# Aim of the exercise:
A verbatim copy of all the data is required, minus any images.

** Opening Data provided block **

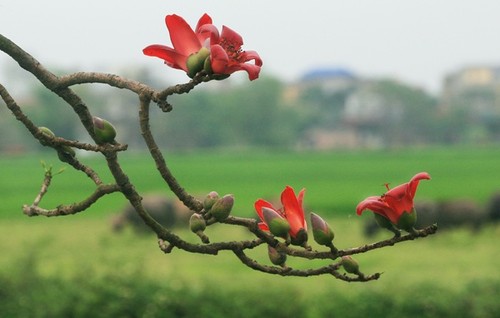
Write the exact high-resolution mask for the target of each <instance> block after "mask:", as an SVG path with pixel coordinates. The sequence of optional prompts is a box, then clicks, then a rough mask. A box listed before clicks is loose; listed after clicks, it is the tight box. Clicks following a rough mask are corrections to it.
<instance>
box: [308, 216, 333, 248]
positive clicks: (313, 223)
mask: <svg viewBox="0 0 500 318" xmlns="http://www.w3.org/2000/svg"><path fill="white" fill-rule="evenodd" d="M311 225H312V228H313V236H314V240H315V241H316V243H318V244H320V245H324V246H332V241H333V238H334V237H335V234H334V233H333V231H332V229H331V228H330V227H329V226H328V223H326V222H325V220H323V219H322V218H321V217H320V216H319V215H317V214H316V213H312V212H311Z"/></svg>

** Closing Data provided block **

# Exercise response:
Write the exact high-resolution mask for the target of each <instance> block after "mask:", as an SVG path with pixel coordinates. The sequence of optional prompts is a box, then clicks, then a rough mask. A box listed before clicks is loose; listed after clicks, it is the tight box. Clicks following a rough mask are corrections to it.
<instance>
box: [308, 216, 333, 248]
positive clicks: (313, 223)
mask: <svg viewBox="0 0 500 318" xmlns="http://www.w3.org/2000/svg"><path fill="white" fill-rule="evenodd" d="M311 225H312V228H313V236H314V240H315V241H316V243H318V244H320V245H324V246H332V241H333V238H334V237H335V234H334V233H333V231H332V229H331V228H330V227H329V226H328V223H326V222H325V220H323V219H322V218H321V217H320V216H319V215H317V214H316V213H312V212H311Z"/></svg>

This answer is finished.